Testo in esame:
----------------
ROMA – E pazienza se l’Europa raccomanda di non tardare. «Aspetterà», è la linea che Giorgia Meloni consegna al mattino al suo fedelissimo messaggero. Al ministro per i Rapporti con il Parlamento, Luca Ciriani, incaricato di dettare i tempi del rinvio per l’approdo alle Camere del Piano strutturale di bilancio. Non un provvedimento qualsiasi, ma la carta d’identità di una programmazione economica, quindi anche politica, fatta di riforme e investimenti. E di impegni sul deficit da tagliare e sul debito da contenere.
----------------
Record di dati memorizzati
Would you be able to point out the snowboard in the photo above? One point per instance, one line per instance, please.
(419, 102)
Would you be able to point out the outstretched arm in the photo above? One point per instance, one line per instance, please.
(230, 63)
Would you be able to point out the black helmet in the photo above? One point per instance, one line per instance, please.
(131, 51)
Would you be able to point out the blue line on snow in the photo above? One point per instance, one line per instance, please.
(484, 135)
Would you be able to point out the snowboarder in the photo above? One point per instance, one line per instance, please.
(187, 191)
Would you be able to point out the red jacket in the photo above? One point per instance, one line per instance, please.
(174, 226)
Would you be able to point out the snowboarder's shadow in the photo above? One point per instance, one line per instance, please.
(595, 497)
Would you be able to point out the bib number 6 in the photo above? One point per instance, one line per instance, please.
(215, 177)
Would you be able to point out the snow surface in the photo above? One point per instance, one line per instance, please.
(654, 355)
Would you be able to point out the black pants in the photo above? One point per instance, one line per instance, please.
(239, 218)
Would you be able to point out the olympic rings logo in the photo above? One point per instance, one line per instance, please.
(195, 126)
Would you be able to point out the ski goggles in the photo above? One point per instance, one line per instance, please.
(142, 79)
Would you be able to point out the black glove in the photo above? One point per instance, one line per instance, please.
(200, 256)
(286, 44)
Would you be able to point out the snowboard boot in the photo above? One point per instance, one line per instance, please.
----------------
Compiti da svolgere:
**a)** Riporta esattamente il passo del testo in esame che va da "ROMA – E pazienza" a "debito da contenere.".
**b)** Secondo il testo in esame, chi è incaricato di dettare i tempi del rinvio per l'approdo alle Camere del Piano strutturale di bilancio?
I record non hanno alcun ruolo in questo esercizio.

Risposte ai compiti:
**a)**
ROMA – E pazienza se l’Europa raccomanda di non tardare. «Aspetterà», è la linea che Giorgia Meloni consegna al mattino al suo fedelissimo messaggero. Al ministro per i Rapporti con il Parlamento, Luca Ciriani, incaricato di dettare i tempi del rinvio per l’approdo alle Camere del Piano strutturale di bilancio. Non un provvedimento qualsiasi, ma la carta d’identità di una programmazione economica, quindi anche politica, fatta di riforme e investimenti. E di impegni sul deficit da tagliare e sul debito da contenere.

**b)** Luca Ciriani, ministro per i Rapporti con il Parlamento.